Formi WebSocket Configuration Guide

Overview

Formi enables intelligent AI-powered voice interactions over phone calls through real-time audio streaming. This guide is for any client or partner integrating third-party telephony services (e.g., Exotel, Twilio, Knowlarity, Convox, Tata Tele etc.) with Formi using WebSockets.

This documentation provides a comprehensive guideline on how to:

Set up the WebSocket connection

Validate the set of events that Formi's system expects

Configure audio formatting that Formi's system expects

Establish a direct WebSocket connection with Formi

Stream and receive audio in real-time

It is designed for teams implementing either:

Unidirectional streams (call monitoring or transcription)

Bidirectional streams (interactive AI voice agents)

WebSocket Connection URL

Connection Endpoint

wss://<formi’s-domain>/ws-adapter/{provider}/{call_type}/{agent_id}/{outlet_id}/{virtual_number}?caller_id={caller_id}

<formi’s-domain> : staging-api-2.formi.co.in or api-2.formi.co.in

Required Path Parameters

Parameter	Type	Description	Example
`provider`	string	Short name for telephony provider (lowercase)	`twilio`, `exotel`
`call_type`	string	Direction of the call, one of inbound or outbound	`inbound`, `outbound`
`agent_id`	integer	Unique identifier for the agent	`12345`
`outlet_id`	integer	Unique identifier for the outlet/client	`67890`
`virtual_number`	string	Unique identifier for the configured number	`+1234567890`

Optional Query Parameters

Parameter	Type	Description	Default
`caller_id`	string	Customer's phone number	Auto-generated UUID

Example Connection URLs

# Twilio inbound call
wss://staging-api-2.formi.co.in/ws-adapter/twilio/inbound/123/456/1234567890?caller_id=919701966915

# Exotel outbound call
wss://api-2.formi.co.in/ws-adapter/exotel/outbound/789/012/09876543211?caller_id=9701966915

Universal Telephony Adapter

Formi's Universal Telephony Adapter is designed to work with any telephony provider regardless of their specific event naming conventions, payload structures, or audio encoding formats. The system adapts to different provider implementations while maintaining consistent internal processing**

Key Features

Provider Agnostic: Works with any telephony provider's WebSocket implementation

Dynamic Event Mapping: Automatically maps provider-specific events to Formi's internal event types

Audio Format Flexibility: Supports multiple audio encoding formats and automatic conversion

Template-Based Configuration: Uses JSON templates for easy provider integration

Event Types and Requirements

Formi expects four mandatory event types from all telephony providers. These events can have different names and payload structures across providers, but the core functionality must be present.

1. Handshake Event (Connected and Stop Event)

Purpose: Establishes the WebSocket connection and confirms the communication channel is ready at the start of the call and sends acknowledgement in a similar manner at the end of the call.

◇ ◇ ◇

## [SET OF TASKS]
1. Reproduce the Formi WebSocket guide from "Key Features" to "must be present.", substituting "YAML" for "JSON".
2. In the Formi WebSocket guide, what is the default value of the optional caller_id query parameter?

## [ENTRIES SUPPLIED]

◇ ◇ ◇

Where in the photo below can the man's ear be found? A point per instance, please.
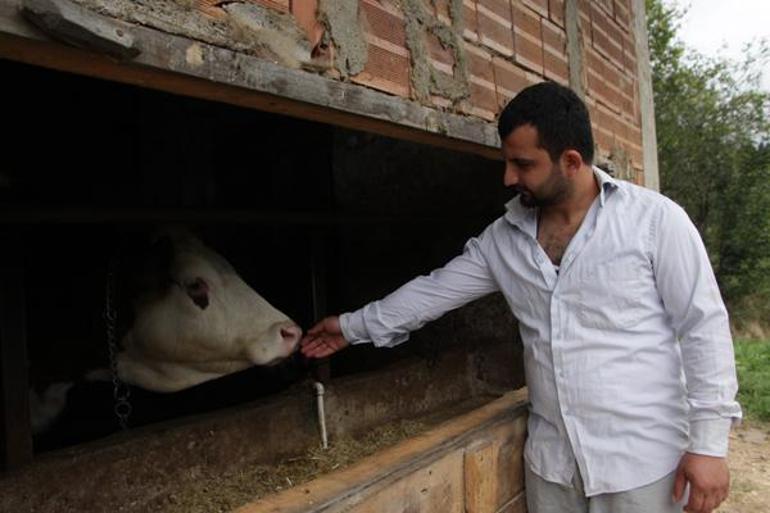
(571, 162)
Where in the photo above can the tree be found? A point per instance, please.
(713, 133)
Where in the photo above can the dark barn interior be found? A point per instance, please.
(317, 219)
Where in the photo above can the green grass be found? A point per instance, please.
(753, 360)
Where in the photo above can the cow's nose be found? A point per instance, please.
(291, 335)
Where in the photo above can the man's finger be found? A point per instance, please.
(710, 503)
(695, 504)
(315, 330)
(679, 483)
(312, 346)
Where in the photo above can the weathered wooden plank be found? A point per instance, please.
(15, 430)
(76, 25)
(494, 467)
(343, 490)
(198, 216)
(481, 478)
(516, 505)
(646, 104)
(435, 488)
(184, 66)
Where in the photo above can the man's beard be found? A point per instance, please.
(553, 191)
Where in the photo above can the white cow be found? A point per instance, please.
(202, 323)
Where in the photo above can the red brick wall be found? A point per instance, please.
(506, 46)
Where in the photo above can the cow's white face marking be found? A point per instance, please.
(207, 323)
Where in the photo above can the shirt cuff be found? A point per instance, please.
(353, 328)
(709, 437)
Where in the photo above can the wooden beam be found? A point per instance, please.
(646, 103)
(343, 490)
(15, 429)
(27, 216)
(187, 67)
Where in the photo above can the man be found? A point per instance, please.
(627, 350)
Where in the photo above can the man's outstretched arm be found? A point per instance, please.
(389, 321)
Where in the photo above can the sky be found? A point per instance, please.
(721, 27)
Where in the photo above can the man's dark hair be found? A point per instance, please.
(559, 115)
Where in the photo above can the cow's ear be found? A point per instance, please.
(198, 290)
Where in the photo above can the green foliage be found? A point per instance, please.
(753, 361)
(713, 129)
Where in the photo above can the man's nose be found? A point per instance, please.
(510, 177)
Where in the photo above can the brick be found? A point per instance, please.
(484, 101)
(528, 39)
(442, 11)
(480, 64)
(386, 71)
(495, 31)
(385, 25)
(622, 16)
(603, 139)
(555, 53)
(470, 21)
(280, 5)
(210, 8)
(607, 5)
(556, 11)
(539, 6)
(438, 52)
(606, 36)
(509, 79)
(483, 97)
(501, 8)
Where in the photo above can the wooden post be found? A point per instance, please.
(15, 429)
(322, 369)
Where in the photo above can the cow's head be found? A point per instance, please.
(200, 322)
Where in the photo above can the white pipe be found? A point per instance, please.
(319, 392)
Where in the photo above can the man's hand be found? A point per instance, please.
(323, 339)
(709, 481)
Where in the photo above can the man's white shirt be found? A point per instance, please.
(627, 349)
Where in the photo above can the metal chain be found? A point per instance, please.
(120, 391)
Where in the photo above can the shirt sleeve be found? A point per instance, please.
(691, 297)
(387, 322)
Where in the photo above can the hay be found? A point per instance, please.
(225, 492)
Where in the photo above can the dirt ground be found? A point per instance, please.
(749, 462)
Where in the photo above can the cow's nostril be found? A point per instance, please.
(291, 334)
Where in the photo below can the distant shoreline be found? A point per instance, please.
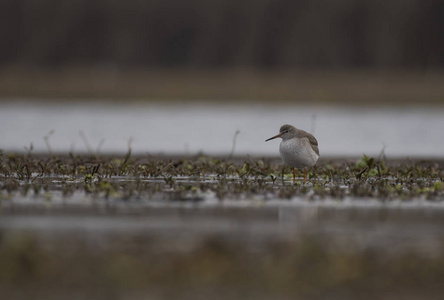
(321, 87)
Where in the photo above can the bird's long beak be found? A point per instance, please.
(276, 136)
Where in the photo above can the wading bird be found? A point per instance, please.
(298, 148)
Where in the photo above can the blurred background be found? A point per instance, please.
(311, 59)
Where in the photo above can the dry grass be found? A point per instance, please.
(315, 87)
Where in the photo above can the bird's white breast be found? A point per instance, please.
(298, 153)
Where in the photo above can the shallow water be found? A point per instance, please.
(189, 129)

◇ ◇ ◇

## [IN RESPONSE]
1.
Key Features

Provider Agnostic: Works with any telephony provider's WebSocket implementation

Dynamic Event Mapping: Automatically maps provider-specific events to Formi's internal event types

Audio Format Flexibility: Supports multiple audio encoding formats and automatic conversion

Template-Based Configuration: Uses YAML templates for easy provider integration

Event Types and Requirements

Formi expects four mandatory event types from all telephony providers. These events can have different names and payload structures across providers, but the core functionality must be present.

2. An auto-generated UUID.